Goal of the exercise
Set down the line that contains "# test: mark the black winter hat, one" and every line after it to the end of the entries, exactly as they stand and nothing more.

Stored data entries

▬▬▬▬▬▬▬▬▬▬

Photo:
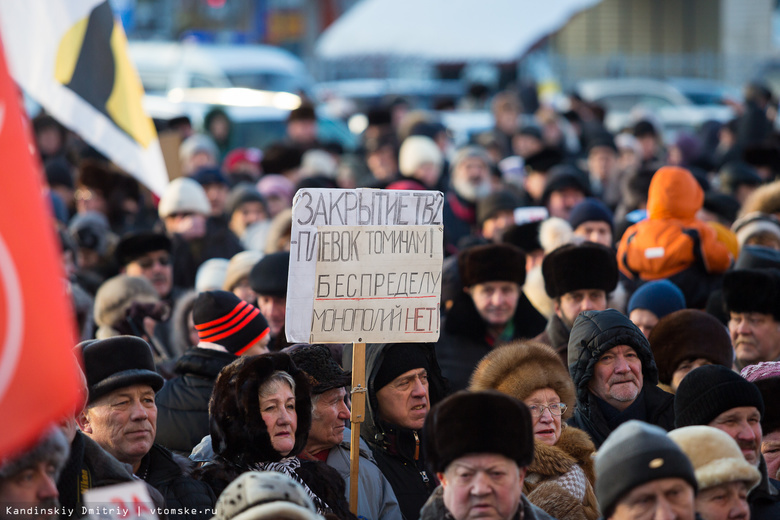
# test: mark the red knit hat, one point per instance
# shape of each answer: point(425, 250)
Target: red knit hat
point(221, 317)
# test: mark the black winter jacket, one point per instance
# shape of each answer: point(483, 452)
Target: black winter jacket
point(183, 403)
point(185, 497)
point(394, 448)
point(594, 333)
point(464, 339)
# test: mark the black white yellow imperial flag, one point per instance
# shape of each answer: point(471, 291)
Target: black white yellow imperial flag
point(71, 57)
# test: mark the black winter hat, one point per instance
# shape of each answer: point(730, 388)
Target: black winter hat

▬▬▬▬▬▬▬▬▬▬

Solution to this problem
# test: mark the black winter hat, one point per instance
# shape of each answer: point(730, 388)
Target: black winter hat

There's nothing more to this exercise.